→ PROVIDED RECORDS
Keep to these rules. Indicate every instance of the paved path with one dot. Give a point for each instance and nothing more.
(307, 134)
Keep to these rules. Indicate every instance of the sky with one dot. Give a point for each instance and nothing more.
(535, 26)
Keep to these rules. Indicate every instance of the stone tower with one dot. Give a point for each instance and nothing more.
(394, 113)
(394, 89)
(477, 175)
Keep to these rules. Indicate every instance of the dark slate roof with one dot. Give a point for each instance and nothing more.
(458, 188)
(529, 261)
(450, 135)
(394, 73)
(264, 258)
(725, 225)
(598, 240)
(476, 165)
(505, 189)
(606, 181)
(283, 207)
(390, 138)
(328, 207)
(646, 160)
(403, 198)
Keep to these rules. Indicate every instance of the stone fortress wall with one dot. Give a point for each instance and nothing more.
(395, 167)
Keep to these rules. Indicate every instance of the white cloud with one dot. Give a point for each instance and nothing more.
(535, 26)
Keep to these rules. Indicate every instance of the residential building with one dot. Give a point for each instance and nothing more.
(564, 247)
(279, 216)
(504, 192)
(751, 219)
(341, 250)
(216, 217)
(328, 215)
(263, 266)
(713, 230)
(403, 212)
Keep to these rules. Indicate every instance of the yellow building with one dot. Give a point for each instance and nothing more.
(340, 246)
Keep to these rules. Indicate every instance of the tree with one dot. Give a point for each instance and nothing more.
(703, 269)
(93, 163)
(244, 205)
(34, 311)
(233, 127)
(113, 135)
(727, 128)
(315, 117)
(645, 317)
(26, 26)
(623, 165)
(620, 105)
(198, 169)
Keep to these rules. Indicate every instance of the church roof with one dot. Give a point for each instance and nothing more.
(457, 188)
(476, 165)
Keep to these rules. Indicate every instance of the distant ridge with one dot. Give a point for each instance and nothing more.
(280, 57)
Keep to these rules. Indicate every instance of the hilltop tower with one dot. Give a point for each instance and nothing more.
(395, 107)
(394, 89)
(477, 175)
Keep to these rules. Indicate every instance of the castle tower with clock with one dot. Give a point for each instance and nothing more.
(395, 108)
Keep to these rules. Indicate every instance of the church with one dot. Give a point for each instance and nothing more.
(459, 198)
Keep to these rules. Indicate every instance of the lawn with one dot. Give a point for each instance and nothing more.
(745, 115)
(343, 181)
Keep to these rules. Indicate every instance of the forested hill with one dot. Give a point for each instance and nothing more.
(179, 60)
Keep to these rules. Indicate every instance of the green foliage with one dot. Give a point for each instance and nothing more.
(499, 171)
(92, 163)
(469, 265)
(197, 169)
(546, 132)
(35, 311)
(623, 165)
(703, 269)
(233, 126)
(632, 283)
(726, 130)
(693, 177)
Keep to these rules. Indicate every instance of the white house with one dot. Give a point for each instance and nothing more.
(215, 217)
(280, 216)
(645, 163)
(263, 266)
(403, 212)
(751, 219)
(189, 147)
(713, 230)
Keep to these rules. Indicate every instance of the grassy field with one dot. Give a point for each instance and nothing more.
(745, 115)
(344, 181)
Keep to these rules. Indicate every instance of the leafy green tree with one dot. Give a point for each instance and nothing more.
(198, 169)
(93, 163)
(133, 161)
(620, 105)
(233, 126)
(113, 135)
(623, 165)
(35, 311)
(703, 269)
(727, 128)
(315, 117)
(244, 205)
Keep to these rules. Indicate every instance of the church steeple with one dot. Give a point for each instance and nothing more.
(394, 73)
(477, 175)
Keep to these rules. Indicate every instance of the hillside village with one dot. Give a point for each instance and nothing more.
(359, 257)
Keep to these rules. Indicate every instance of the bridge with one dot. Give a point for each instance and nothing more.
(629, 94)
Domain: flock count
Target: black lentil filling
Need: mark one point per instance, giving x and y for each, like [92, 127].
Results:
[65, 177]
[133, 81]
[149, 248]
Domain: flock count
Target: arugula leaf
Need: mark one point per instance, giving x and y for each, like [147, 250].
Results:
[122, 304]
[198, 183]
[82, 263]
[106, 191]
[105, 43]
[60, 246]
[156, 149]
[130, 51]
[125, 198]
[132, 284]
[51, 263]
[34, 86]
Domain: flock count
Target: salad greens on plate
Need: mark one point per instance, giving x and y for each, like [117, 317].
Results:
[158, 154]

→ WHAT YOU SHOULD DO
The listing above holds a line with "the church steeple" and a line with "like [92, 127].". Print the stretch from the first through the second, exactly and alone.

→ SOLUTION
Keep to these rules. Indicate every instance of the church steeple with one dot. Give a point for each instance and nothing more.
(394, 73)
(477, 175)
Keep to these rules. Indicate every instance of the hillside village with one dot. Give a point for each instance and nothing more.
(359, 257)
Keep to these rules. Indicate every instance of the bridge with one dot. Give a point for each instance and nothing more.
(629, 94)
Domain: flock count
Target: black lentil filling
Need: mark one point per instance, giving x and y for each, like [92, 127].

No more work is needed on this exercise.